TASK DETAILS: Express as a JSON list of strings the lines of the records below, from the line with "else: point(282, 250)." up to and including the line with "point(726, 387)". Give one string per line and omit blank lines.

SUPPLIED ENTRIES:
---------------

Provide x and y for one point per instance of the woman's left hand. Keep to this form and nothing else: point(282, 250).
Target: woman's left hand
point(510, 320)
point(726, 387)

---------------

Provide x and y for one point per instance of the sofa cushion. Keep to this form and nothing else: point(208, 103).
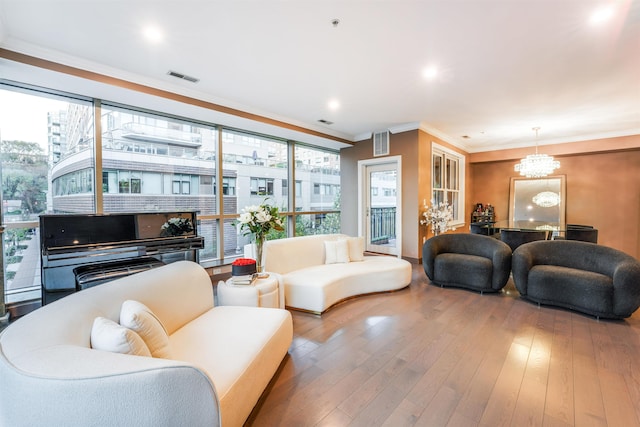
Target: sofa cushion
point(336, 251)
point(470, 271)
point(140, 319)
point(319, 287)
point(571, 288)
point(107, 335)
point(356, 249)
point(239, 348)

---------------

EXERCISE RESPONSE:
[
  "Provide x and y for one point per instance of the woman's left hand. Keep to this form and nothing else: point(282, 250).",
  "Target: woman's left hand",
  "point(510, 320)",
  "point(726, 387)"
]